● Given exercise: How many lines of the data below contain the string "bare", with case counting? Reply with the number alone.

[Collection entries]
------------------------------------------------------------

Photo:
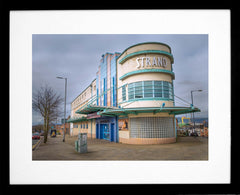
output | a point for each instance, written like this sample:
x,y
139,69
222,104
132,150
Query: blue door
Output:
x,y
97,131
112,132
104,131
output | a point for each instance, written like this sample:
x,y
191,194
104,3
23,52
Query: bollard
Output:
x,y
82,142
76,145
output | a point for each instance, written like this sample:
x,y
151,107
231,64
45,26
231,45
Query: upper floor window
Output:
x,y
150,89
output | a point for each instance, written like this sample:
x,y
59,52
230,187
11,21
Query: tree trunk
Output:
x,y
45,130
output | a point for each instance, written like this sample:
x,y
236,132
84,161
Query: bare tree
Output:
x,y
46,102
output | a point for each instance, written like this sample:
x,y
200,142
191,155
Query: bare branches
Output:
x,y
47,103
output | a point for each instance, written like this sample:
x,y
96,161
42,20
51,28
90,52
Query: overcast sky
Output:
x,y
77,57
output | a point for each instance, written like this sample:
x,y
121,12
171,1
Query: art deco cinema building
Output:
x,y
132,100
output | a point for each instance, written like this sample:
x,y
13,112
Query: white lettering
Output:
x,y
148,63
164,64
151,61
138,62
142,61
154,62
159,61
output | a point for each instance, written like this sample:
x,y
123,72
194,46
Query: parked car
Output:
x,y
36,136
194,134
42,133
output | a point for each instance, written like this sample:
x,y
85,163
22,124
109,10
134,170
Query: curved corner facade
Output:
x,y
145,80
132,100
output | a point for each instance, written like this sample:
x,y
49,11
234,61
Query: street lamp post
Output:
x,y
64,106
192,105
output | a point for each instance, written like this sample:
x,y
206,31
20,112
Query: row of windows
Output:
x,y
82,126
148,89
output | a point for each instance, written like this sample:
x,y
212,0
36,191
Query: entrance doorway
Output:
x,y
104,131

------------------------------------------------------------

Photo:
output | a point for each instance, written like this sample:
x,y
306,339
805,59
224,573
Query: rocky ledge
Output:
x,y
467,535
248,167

------------------------------------------------------------

● Expected answer: 2